◆ Required work ◆
1) Rewrite the paragraph of the BGE financing excerpt that begins "In conjunction with the July 1, 2000 transfer" as a short bulleted list, keeping its main facts.
2) Reproduce the BGE financing excerpt word for word from "Please refer to" to "our nonregulated businesses.".

◆ Source extract ◆
BGE and Nonregulated Businesses
- -------------------------------
BGE issued and redeemed prior to their maturity the following notes during the
period from January 1, 2001 through the date of this report:



                                          Date      Net
                                         Issued/  Proceeds/
                               Principal Redeemed Payments
- ----------------------------   --------- -------- --------
                                      (In millions)
Issued:
- -------
                                            

Floating Rate Notes due 2002    $200.0     5/01    $200.0

Redeemed:
- ---------
 Floating Rate Reset Notes
   due 2001                     $200.0     5/01    $200.0


In conjunction with the July 1, 2000 transfer of generation assets, BGE
currently is contingently liable for $276.3 million of the tax exempt debt that
was assigned to nonregulated affiliates of Constellation Energy as discussed
further in the Current Issues -Electric Competition section of Management's
Discussion and Analysis on page 20. In the future, BGE may purchase some of its
long-term debt or preference stock in the market. This will depend on market
conditions and BGE's capital structure.

Please refer to the Funding for Capital Requirements section of Management's
Discussion and Analysis on page 33 for additional information about the debt of
BGE and our nonregulated businesses.

Commitments
- -----------
Our domestic merchant energy business has committed to contribute additional
capital and to make additional loans to some affiliates, joint ventures, and
partnerships in which they have an interest. At June 30, 2001, the total amount
of investment requirements committed to by our domestic merchant energy business
was $162.6 million.

◆ Data rows ◆
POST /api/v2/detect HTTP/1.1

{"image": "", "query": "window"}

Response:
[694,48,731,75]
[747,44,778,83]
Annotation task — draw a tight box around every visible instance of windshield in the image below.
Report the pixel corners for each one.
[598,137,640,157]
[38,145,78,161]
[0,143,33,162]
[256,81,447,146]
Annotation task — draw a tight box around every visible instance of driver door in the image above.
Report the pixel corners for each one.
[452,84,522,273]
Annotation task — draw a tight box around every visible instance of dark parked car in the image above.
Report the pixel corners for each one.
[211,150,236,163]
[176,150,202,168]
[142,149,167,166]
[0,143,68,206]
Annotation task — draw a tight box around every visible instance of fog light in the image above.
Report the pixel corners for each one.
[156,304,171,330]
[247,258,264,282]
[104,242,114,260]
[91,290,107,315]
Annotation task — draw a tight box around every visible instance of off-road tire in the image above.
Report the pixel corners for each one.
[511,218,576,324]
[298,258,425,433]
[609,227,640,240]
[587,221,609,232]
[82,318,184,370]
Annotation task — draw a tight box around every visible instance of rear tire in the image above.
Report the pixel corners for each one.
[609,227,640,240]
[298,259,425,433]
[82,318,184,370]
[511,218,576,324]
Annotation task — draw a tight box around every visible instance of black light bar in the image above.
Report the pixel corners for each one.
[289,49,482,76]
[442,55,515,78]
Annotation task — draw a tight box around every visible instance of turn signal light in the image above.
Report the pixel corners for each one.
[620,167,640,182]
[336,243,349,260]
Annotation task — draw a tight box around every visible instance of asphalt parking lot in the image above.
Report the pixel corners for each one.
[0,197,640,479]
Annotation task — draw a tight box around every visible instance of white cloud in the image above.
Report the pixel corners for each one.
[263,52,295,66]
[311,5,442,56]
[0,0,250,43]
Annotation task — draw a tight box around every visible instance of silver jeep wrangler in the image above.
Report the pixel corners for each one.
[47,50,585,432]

◆ Solutions per task ◆
1)
- Because of the July 1, 2000 transfer of generation assets, BGE is contingently liable for $276.3 million of tax-exempt debt assigned to nonregulated affiliates of Constellation Energy.
- This is discussed further in the Current Issues - Electric Competition section of Management's Discussion and Analysis on page 20.
- BGE may later buy some of its long-term debt or preference stock in the market, depending on market conditions and its capital structure.

2)
Please refer to the Funding for Capital Requirements section of Management's
Discussion and Analysis on page 33 for additional information about the debt of
BGE and our nonregulated businesses.